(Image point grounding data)
☆ ☆ ☆

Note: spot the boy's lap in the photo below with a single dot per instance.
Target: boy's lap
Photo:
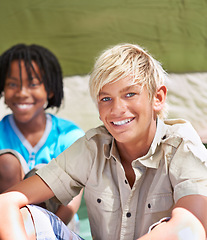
(45, 225)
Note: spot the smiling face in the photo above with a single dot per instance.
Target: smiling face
(127, 112)
(26, 99)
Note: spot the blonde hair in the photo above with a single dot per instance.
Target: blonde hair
(126, 60)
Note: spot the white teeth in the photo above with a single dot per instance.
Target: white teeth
(119, 123)
(24, 106)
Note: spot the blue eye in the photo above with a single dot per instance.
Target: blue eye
(130, 94)
(105, 99)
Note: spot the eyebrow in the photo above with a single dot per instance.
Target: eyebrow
(131, 87)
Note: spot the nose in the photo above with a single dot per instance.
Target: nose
(118, 106)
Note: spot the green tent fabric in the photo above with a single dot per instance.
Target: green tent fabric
(77, 31)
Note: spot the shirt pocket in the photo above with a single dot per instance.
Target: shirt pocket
(159, 203)
(104, 208)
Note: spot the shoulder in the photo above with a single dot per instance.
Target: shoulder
(181, 135)
(5, 121)
(181, 129)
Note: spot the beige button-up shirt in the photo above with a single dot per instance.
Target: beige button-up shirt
(174, 167)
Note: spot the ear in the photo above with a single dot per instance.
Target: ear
(50, 95)
(160, 98)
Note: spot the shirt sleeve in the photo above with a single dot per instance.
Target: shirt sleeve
(188, 170)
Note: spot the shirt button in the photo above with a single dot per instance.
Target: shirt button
(98, 200)
(128, 214)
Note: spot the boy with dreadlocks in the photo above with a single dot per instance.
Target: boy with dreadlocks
(31, 82)
(136, 169)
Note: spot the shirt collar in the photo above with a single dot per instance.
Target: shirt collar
(152, 158)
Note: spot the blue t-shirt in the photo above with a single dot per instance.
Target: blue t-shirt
(59, 134)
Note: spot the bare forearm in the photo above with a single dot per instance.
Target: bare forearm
(183, 225)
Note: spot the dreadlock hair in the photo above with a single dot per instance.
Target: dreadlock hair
(50, 70)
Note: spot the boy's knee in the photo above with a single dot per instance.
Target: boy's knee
(10, 171)
(28, 223)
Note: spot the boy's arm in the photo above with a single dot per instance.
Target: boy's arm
(188, 221)
(31, 190)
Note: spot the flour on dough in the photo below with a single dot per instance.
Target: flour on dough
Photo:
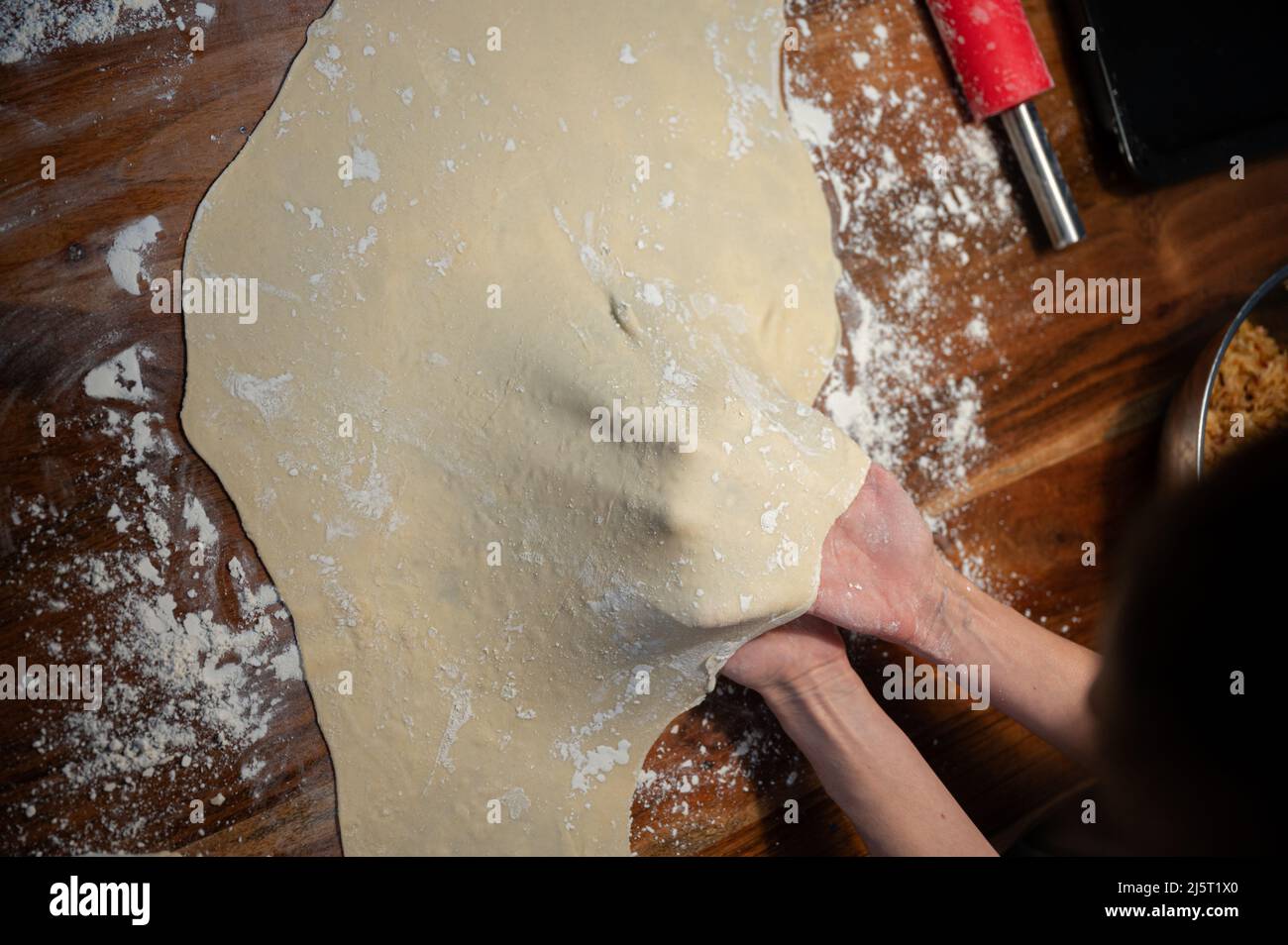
(498, 614)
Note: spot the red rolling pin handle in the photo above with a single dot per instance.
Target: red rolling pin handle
(1001, 69)
(993, 52)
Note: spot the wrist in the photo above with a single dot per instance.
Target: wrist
(940, 609)
(824, 682)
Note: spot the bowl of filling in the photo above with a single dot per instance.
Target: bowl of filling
(1237, 390)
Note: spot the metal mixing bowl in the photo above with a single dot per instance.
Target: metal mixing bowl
(1185, 426)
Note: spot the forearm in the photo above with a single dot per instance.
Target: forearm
(871, 769)
(1037, 678)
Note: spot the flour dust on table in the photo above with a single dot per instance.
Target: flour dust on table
(520, 428)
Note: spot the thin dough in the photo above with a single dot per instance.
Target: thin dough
(520, 609)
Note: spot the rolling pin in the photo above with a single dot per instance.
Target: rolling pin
(1001, 71)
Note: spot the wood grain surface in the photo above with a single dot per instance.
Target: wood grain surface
(1072, 409)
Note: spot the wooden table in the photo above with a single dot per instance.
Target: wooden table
(1072, 411)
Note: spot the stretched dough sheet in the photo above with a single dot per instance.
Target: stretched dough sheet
(487, 239)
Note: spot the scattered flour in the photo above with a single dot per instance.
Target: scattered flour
(125, 257)
(119, 377)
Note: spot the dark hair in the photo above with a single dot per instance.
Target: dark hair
(1201, 600)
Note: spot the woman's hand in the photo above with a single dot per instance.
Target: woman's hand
(794, 660)
(881, 575)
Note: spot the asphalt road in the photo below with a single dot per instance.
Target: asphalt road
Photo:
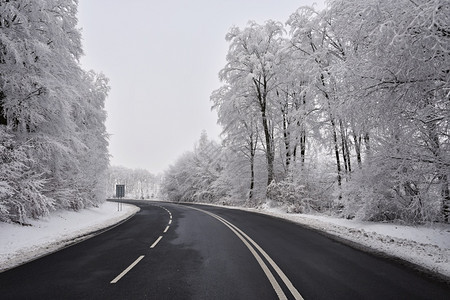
(171, 251)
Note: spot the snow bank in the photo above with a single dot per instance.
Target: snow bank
(426, 246)
(20, 244)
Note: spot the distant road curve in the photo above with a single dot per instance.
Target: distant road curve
(173, 251)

☆ ☆ ☆

### Exercise aim
Your answer should consist of each line above in which "below" appears.

### Output for this task
Note: spot the boy's lap in the photo below with a single dot per instance.
Note: spot the flour on dough in the photo below with a single dot per instance.
Note: spot the asphalt road in the photo below with a single dot per instance.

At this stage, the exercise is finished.